» EXERCISE DESCRIPTION: Can you quote the lines below exactly, starting at the line with "In this exercise you will find the woman's" and going through the last one?

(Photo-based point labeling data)
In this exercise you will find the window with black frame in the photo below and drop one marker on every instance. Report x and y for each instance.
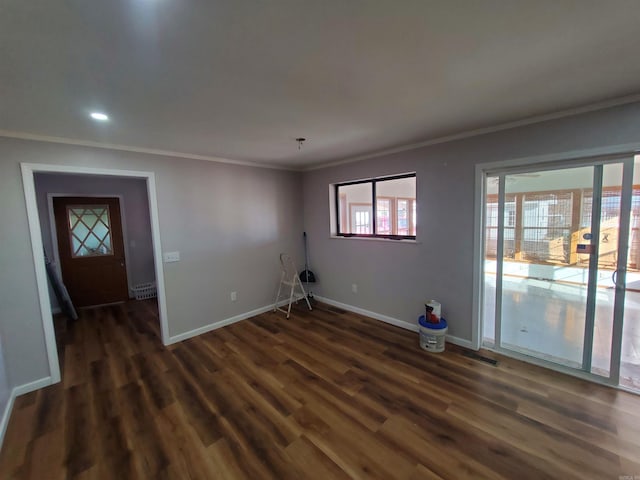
(378, 207)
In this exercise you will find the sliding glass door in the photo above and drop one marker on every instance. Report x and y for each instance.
(556, 244)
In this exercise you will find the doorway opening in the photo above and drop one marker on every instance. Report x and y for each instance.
(29, 174)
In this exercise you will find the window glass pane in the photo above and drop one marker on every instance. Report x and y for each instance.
(90, 230)
(356, 212)
(384, 218)
(393, 211)
(401, 193)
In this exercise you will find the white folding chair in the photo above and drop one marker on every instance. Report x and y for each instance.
(290, 280)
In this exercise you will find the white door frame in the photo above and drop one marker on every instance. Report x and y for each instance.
(540, 162)
(28, 179)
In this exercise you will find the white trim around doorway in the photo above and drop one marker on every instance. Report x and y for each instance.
(28, 171)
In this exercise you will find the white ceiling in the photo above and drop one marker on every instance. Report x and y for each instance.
(241, 79)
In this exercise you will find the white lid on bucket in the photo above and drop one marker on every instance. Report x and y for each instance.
(436, 307)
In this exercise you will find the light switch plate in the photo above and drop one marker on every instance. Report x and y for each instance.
(171, 257)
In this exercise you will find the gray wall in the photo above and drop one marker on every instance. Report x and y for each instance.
(134, 206)
(5, 391)
(229, 222)
(395, 279)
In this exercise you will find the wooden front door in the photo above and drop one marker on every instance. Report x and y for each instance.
(91, 249)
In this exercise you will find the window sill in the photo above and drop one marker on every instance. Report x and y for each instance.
(377, 239)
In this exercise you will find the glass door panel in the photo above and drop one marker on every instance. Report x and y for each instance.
(630, 350)
(543, 303)
(607, 263)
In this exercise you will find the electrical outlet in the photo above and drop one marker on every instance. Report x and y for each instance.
(171, 257)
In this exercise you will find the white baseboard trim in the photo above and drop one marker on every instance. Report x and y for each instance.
(6, 415)
(383, 318)
(222, 323)
(31, 386)
(393, 321)
(461, 342)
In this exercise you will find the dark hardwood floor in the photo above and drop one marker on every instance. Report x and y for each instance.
(326, 394)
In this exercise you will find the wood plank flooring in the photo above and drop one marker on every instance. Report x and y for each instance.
(326, 394)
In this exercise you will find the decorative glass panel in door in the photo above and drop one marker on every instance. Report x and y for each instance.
(89, 230)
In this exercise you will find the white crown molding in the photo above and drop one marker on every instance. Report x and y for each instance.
(485, 130)
(127, 148)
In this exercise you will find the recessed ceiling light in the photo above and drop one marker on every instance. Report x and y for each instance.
(99, 116)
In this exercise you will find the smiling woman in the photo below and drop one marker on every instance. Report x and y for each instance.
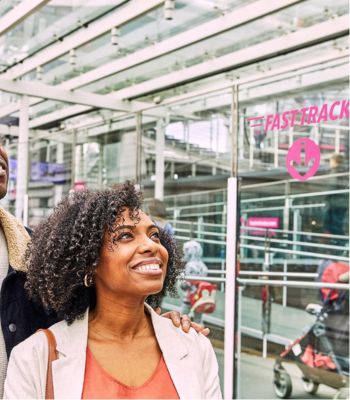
(99, 262)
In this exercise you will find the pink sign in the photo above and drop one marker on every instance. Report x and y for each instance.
(264, 223)
(303, 159)
(79, 186)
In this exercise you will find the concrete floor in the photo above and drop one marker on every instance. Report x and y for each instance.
(256, 379)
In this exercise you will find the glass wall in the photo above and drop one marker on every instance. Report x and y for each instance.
(292, 331)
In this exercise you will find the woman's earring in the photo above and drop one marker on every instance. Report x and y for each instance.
(88, 280)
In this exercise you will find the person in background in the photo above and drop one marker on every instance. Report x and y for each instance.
(101, 264)
(157, 211)
(194, 266)
(19, 316)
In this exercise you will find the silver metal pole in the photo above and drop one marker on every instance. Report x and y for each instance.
(231, 256)
(160, 144)
(284, 298)
(230, 288)
(239, 341)
(138, 147)
(22, 157)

» SOLUTION TO THE EXERCISE:
In this exercise you will find the woman's earring in the photo above and drop one marker on every instance. Report x and y for each instance.
(88, 280)
In this exercise you will find the person in background in the photo above and drop one marker on every instance. Report x and y for each instance.
(101, 264)
(157, 211)
(194, 266)
(19, 316)
In this exercise you will find the silver metal pole in the photo above and drop one marker on every instance. Report x and y for each instance.
(231, 256)
(160, 144)
(284, 298)
(230, 288)
(239, 341)
(138, 147)
(22, 157)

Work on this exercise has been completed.